— BEGIN —

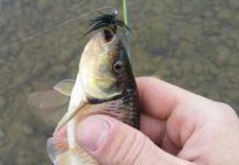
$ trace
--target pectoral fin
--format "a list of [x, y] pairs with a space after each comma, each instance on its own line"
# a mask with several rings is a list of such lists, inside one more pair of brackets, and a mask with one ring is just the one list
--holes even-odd
[[54, 139], [47, 140], [47, 153], [53, 163], [56, 158], [68, 150], [68, 143], [66, 139]]
[[75, 80], [64, 79], [57, 82], [53, 88], [65, 96], [70, 96], [74, 85]]
[[54, 133], [61, 130], [69, 120], [72, 120], [76, 116], [76, 113], [78, 113], [80, 109], [87, 106], [87, 103], [88, 103], [87, 101], [82, 101], [77, 108], [74, 108], [70, 111], [67, 111], [65, 116], [59, 120]]

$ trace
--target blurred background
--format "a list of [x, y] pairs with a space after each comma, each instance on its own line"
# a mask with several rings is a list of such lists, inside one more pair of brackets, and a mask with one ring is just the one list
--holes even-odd
[[[46, 139], [68, 101], [52, 87], [75, 78], [87, 21], [107, 6], [121, 15], [121, 0], [0, 0], [0, 165], [51, 164]], [[156, 76], [239, 110], [238, 0], [128, 6], [135, 76]]]

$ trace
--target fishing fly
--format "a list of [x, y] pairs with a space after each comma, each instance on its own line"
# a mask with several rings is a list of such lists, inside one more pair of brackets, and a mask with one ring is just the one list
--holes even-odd
[[[76, 142], [76, 125], [90, 114], [107, 114], [140, 128], [137, 84], [118, 28], [130, 29], [116, 14], [100, 14], [90, 21], [94, 32], [80, 56], [76, 80], [62, 80], [54, 87], [70, 96], [68, 111], [59, 120], [47, 152], [57, 165], [98, 165]], [[57, 132], [66, 128], [67, 139]]]

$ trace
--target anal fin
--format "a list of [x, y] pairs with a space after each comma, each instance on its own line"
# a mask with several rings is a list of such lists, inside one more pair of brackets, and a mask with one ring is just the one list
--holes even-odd
[[66, 139], [50, 138], [47, 140], [47, 153], [53, 163], [56, 158], [68, 150]]

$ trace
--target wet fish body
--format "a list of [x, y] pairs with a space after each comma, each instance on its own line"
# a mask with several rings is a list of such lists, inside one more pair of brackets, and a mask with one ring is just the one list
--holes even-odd
[[59, 92], [70, 95], [68, 111], [55, 130], [66, 124], [67, 140], [53, 136], [47, 141], [55, 165], [98, 164], [75, 139], [76, 125], [89, 114], [108, 114], [140, 127], [137, 85], [118, 26], [126, 28], [116, 15], [96, 18], [89, 30], [95, 34], [84, 48], [76, 80], [63, 80], [55, 86]]

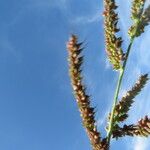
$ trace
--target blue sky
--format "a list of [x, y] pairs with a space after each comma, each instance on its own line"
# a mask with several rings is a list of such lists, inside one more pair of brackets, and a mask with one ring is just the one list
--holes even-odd
[[[123, 48], [129, 39], [131, 2], [120, 6]], [[148, 1], [150, 3], [150, 1]], [[0, 1], [0, 149], [90, 150], [72, 95], [66, 41], [71, 33], [85, 41], [84, 82], [105, 135], [117, 73], [104, 50], [100, 0]], [[150, 28], [135, 40], [120, 96], [142, 73], [150, 72]], [[136, 98], [128, 123], [150, 115], [150, 84]], [[148, 150], [150, 139], [112, 141], [112, 150]]]

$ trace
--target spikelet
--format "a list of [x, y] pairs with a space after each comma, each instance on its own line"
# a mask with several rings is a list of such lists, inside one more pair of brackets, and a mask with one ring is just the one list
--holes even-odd
[[128, 117], [128, 111], [134, 102], [134, 98], [142, 88], [145, 86], [148, 80], [148, 74], [141, 75], [131, 90], [127, 91], [126, 95], [122, 97], [119, 103], [115, 107], [115, 122], [122, 122]]
[[144, 4], [146, 0], [133, 0], [131, 8], [131, 19], [137, 22], [143, 12]]
[[139, 8], [139, 13], [136, 12], [133, 13], [134, 15], [132, 14], [132, 18], [134, 18], [133, 20], [135, 23], [128, 31], [128, 34], [131, 38], [140, 36], [144, 32], [145, 27], [150, 24], [150, 5], [145, 10], [143, 10], [145, 0], [143, 0], [141, 3], [142, 4]]
[[123, 136], [148, 137], [150, 136], [150, 118], [145, 116], [138, 121], [137, 125], [124, 125], [123, 127], [116, 126], [112, 135], [113, 138], [116, 139]]
[[67, 43], [71, 83], [81, 113], [83, 126], [86, 129], [93, 150], [101, 150], [102, 146], [106, 146], [106, 144], [102, 144], [100, 133], [95, 125], [95, 111], [94, 108], [90, 106], [90, 97], [86, 94], [85, 87], [82, 83], [81, 65], [83, 57], [80, 56], [82, 52], [81, 45], [82, 43], [78, 43], [75, 35], [72, 35]]
[[122, 68], [123, 51], [122, 38], [116, 36], [116, 33], [120, 31], [117, 28], [118, 14], [115, 13], [117, 6], [114, 0], [104, 0], [104, 7], [106, 53], [113, 69], [119, 70]]

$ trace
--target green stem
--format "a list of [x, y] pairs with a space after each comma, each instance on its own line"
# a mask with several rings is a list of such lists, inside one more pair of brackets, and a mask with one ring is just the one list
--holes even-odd
[[124, 71], [125, 71], [125, 68], [126, 68], [127, 60], [128, 60], [128, 57], [129, 57], [129, 53], [130, 53], [133, 41], [134, 41], [134, 37], [130, 41], [130, 44], [128, 46], [127, 53], [126, 53], [126, 59], [125, 59], [125, 61], [123, 63], [123, 67], [120, 69], [120, 73], [119, 73], [119, 78], [118, 78], [117, 87], [116, 87], [114, 100], [113, 100], [114, 103], [113, 103], [113, 106], [112, 106], [112, 111], [111, 111], [111, 116], [110, 116], [110, 123], [109, 123], [109, 128], [108, 128], [108, 134], [107, 134], [108, 145], [110, 144], [110, 139], [111, 139], [111, 135], [112, 135], [112, 128], [113, 128], [113, 125], [114, 125], [113, 119], [114, 119], [114, 113], [115, 113], [115, 106], [117, 104], [118, 95], [119, 95], [119, 91], [120, 91], [120, 87], [121, 87]]

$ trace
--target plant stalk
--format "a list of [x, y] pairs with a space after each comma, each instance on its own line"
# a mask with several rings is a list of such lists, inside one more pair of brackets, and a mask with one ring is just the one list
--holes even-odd
[[117, 104], [122, 79], [123, 79], [123, 76], [124, 76], [127, 60], [128, 60], [128, 57], [129, 57], [129, 53], [130, 53], [133, 41], [134, 41], [134, 37], [131, 38], [131, 40], [130, 40], [130, 44], [128, 46], [127, 53], [126, 53], [126, 59], [123, 63], [122, 68], [120, 69], [120, 72], [119, 72], [119, 78], [118, 78], [117, 87], [116, 87], [116, 91], [115, 91], [115, 95], [114, 95], [113, 106], [112, 106], [112, 111], [111, 111], [111, 116], [110, 116], [110, 123], [109, 123], [108, 134], [107, 134], [108, 145], [110, 145], [110, 139], [111, 139], [111, 135], [112, 135], [112, 128], [113, 128], [113, 125], [114, 125], [114, 122], [113, 122], [114, 120], [113, 119], [114, 119], [114, 113], [115, 113], [115, 106]]

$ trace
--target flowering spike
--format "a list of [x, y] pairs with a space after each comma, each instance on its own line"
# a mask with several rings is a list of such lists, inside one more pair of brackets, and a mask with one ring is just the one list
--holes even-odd
[[131, 19], [137, 22], [143, 13], [143, 8], [146, 0], [133, 0], [131, 8]]
[[80, 56], [82, 52], [82, 43], [78, 43], [78, 39], [75, 35], [72, 35], [67, 43], [67, 49], [69, 53], [69, 67], [71, 83], [74, 90], [74, 95], [81, 113], [83, 126], [89, 136], [93, 150], [107, 150], [107, 144], [103, 144], [101, 141], [100, 133], [95, 125], [95, 111], [90, 106], [90, 97], [86, 94], [86, 88], [82, 83], [81, 65], [83, 63], [83, 57]]
[[113, 138], [118, 139], [123, 136], [150, 136], [150, 118], [145, 116], [140, 119], [136, 125], [124, 125], [123, 127], [116, 126], [115, 130], [112, 132]]
[[115, 122], [122, 122], [128, 117], [128, 111], [134, 102], [134, 98], [142, 88], [145, 86], [148, 80], [148, 74], [141, 75], [131, 90], [127, 91], [126, 95], [122, 97], [119, 103], [115, 107]]
[[122, 68], [123, 51], [122, 38], [116, 36], [116, 33], [120, 31], [117, 28], [118, 14], [115, 12], [117, 6], [114, 0], [104, 0], [104, 7], [106, 53], [113, 68], [119, 70]]
[[131, 18], [134, 24], [128, 31], [131, 38], [140, 36], [144, 28], [150, 24], [150, 5], [144, 10], [144, 4], [145, 0], [135, 0], [133, 3]]

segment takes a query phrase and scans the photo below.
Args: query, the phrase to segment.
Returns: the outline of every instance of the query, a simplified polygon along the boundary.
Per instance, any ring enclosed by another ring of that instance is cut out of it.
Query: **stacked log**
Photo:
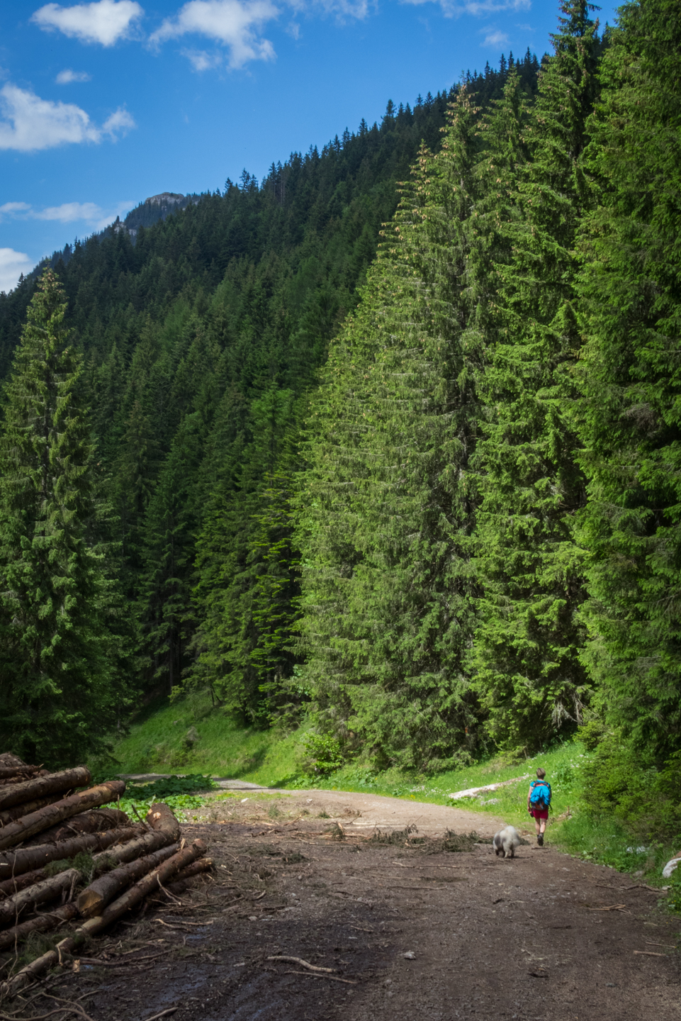
[[[3,982],[0,1000],[62,963],[165,882],[210,866],[202,841],[185,846],[166,805],[152,805],[144,823],[133,822],[104,808],[124,794],[121,780],[91,781],[85,766],[50,773],[0,755],[0,952],[16,950],[33,932],[82,920],[53,954]]]

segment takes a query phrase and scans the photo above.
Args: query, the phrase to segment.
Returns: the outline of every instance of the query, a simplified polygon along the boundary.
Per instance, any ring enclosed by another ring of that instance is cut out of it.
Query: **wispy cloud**
[[[17,212],[28,212],[31,208],[28,202],[5,202],[4,205],[0,205],[0,217],[4,215],[11,215]]]
[[[196,35],[212,39],[229,50],[229,65],[242,67],[249,60],[272,60],[275,50],[260,35],[263,26],[279,16],[271,0],[190,0],[175,17],[167,17],[150,37],[152,45]],[[185,51],[194,66],[209,64],[202,51]]]
[[[422,0],[416,0],[417,3]],[[425,2],[425,0],[424,0]],[[326,14],[336,14],[341,21],[347,18],[363,20],[370,12],[370,8],[376,6],[375,0],[289,0],[289,6],[300,12],[311,13],[314,9],[322,9]]]
[[[530,10],[532,7],[532,0],[400,0],[400,2],[439,3],[443,12],[449,17],[456,17],[459,14],[473,14],[475,17],[479,17],[486,14],[498,14],[504,10]]]
[[[22,273],[33,270],[33,259],[26,252],[13,248],[0,248],[0,291],[12,291]]]
[[[183,57],[187,57],[194,70],[210,70],[217,67],[223,62],[222,53],[207,53],[205,50],[182,50]]]
[[[133,22],[143,14],[135,0],[99,0],[75,7],[48,3],[37,10],[31,20],[46,32],[56,30],[82,43],[113,46],[119,39],[130,37]]]
[[[134,205],[132,199],[125,199],[108,208],[103,208],[96,202],[62,202],[60,205],[36,209],[29,202],[5,202],[0,205],[0,221],[7,216],[15,220],[50,220],[59,224],[80,223],[90,230],[102,231]]]
[[[135,127],[119,108],[98,128],[75,103],[54,103],[8,82],[0,89],[0,149],[37,152],[59,145],[115,139]]]
[[[508,37],[505,32],[490,32],[485,36],[482,46],[507,46]]]
[[[70,85],[71,82],[90,82],[91,77],[87,70],[71,70],[70,67],[66,67],[65,70],[59,71],[54,81],[57,85]]]

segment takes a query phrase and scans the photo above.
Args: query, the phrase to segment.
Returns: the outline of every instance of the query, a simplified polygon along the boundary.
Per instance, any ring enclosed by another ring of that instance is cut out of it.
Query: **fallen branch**
[[[12,978],[0,985],[0,1001],[5,996],[15,995],[19,989],[32,982],[35,978],[43,975],[49,968],[62,961],[65,955],[70,955],[76,947],[83,945],[92,936],[102,932],[112,922],[117,922],[131,908],[140,904],[149,893],[159,888],[159,883],[175,875],[180,869],[186,868],[196,858],[205,854],[205,844],[202,840],[194,840],[189,847],[179,850],[173,858],[168,858],[157,869],[144,876],[130,889],[106,908],[98,918],[89,918],[77,929],[72,935],[62,939],[53,951],[36,958],[31,964],[18,971]]]
[[[338,975],[313,975],[309,971],[285,971],[285,975],[305,975],[307,978],[330,978],[332,982],[345,982],[347,985],[357,985],[353,978],[339,978]]]
[[[46,794],[54,794],[71,787],[87,787],[92,780],[92,774],[87,766],[77,766],[76,769],[65,769],[60,773],[49,773],[47,776],[26,780],[23,783],[13,783],[0,788],[0,809],[10,809],[13,805],[33,801]],[[123,781],[114,781],[121,783]],[[125,783],[123,789],[126,789]]]
[[[70,840],[60,840],[58,843],[41,843],[33,847],[5,852],[5,854],[0,854],[0,877],[20,876],[35,869],[42,869],[48,862],[60,862],[63,859],[74,858],[81,850],[104,850],[111,844],[130,839],[131,836],[139,832],[139,825],[126,826],[123,829],[109,830],[107,833],[86,833]],[[0,833],[2,833],[1,829]],[[128,846],[128,844],[124,846]],[[114,855],[114,848],[109,852],[109,855]]]
[[[198,862],[192,862],[188,865],[186,869],[179,872],[172,883],[167,886],[171,893],[183,893],[186,886],[185,884],[193,879],[194,876],[200,876],[203,872],[210,872],[212,869],[212,858],[199,858]],[[182,889],[178,889],[181,886]]]
[[[120,890],[126,889],[131,883],[136,882],[142,876],[151,872],[152,869],[155,869],[162,862],[175,855],[178,849],[178,844],[172,843],[169,846],[162,847],[153,855],[146,855],[144,858],[138,858],[128,865],[121,865],[117,869],[112,869],[111,872],[106,872],[79,893],[76,898],[76,907],[85,918],[101,915],[104,907]],[[1,909],[2,905],[0,905]]]
[[[25,872],[21,876],[11,876],[9,879],[3,879],[0,882],[0,898],[12,896],[14,893],[18,893],[19,890],[26,889],[27,886],[39,883],[41,879],[45,879],[45,869],[34,869],[33,872]]]
[[[60,893],[72,889],[80,878],[81,873],[78,869],[66,869],[56,876],[50,876],[49,879],[35,883],[33,886],[0,902],[0,926],[9,925],[27,908],[34,908],[38,904],[45,904],[46,901],[53,901]]]
[[[0,932],[0,951],[17,945],[32,932],[50,932],[52,929],[57,929],[64,922],[70,922],[77,915],[78,908],[69,903],[62,908],[55,908],[49,914],[38,915],[11,929],[4,929]]]
[[[118,811],[118,809],[95,809],[94,812],[84,812],[80,816],[75,816],[66,823],[52,826],[51,829],[40,834],[40,839],[45,843],[52,840],[57,843],[59,840],[67,840],[81,833],[105,833],[107,830],[130,825],[130,819],[126,813]]]
[[[37,809],[43,809],[46,805],[54,805],[55,801],[59,800],[61,800],[61,794],[49,794],[47,797],[37,797],[34,801],[15,805],[13,809],[3,809],[0,812],[0,826],[13,823],[15,819],[28,816],[30,812],[36,812]]]
[[[289,964],[299,964],[302,968],[309,968],[310,971],[336,971],[335,968],[321,968],[315,964],[310,964],[309,961],[303,961],[302,958],[292,958],[288,957],[286,954],[280,954],[276,957],[265,958],[265,961],[288,961]]]
[[[166,833],[172,837],[172,842],[180,839],[180,823],[176,819],[173,811],[163,801],[152,805],[147,812],[147,823],[152,830],[158,833]]]
[[[83,768],[85,770],[85,767]],[[75,773],[76,770],[70,772]],[[88,770],[85,772],[88,773],[88,776],[90,775]],[[40,783],[43,779],[49,779],[49,777],[40,777],[39,780],[32,780],[31,783]],[[47,805],[44,809],[31,812],[28,816],[22,816],[16,822],[9,823],[0,829],[0,850],[13,847],[15,844],[21,843],[22,840],[28,840],[30,836],[40,833],[41,830],[61,822],[62,819],[80,815],[86,809],[105,805],[106,801],[113,801],[125,790],[126,784],[123,780],[107,780],[106,783],[100,783],[97,787],[79,791],[78,794],[64,797],[60,801],[55,801],[54,805]]]
[[[139,824],[136,832],[140,832]],[[174,839],[173,832],[167,829],[151,833],[145,830],[143,836],[138,836],[127,843],[115,843],[101,854],[95,855],[95,875],[101,872],[102,868],[105,868],[112,859],[120,865],[125,865],[126,862],[134,862],[143,855],[151,855],[155,850],[160,850],[161,847],[175,843],[177,837]]]

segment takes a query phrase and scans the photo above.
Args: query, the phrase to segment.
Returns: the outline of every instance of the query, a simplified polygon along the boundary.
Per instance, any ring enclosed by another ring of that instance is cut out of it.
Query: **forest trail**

— END —

Convert the material into a numbered list. Begin at the start of the material, end with the line containing "96], [74, 85]]" (include that line), skip blank lines, and leave out the pictures.

*PROBLEM SOLUTION:*
1. $ trace
2. --target pectoral fin
3. --format "a list of [x, y] pairs with a space after each comma, each instance on its own line"
4. # a mask with several rings is a list of such lists, inside one more pair of brackets, and a mask with one ring is just the one list
5. --holes even-odd
6. [[54, 139], [47, 140], [47, 153], [53, 163], [56, 158], [68, 150], [68, 143], [66, 139]]
7. [[75, 80], [64, 79], [57, 82], [53, 88], [65, 96], [70, 96], [74, 85]]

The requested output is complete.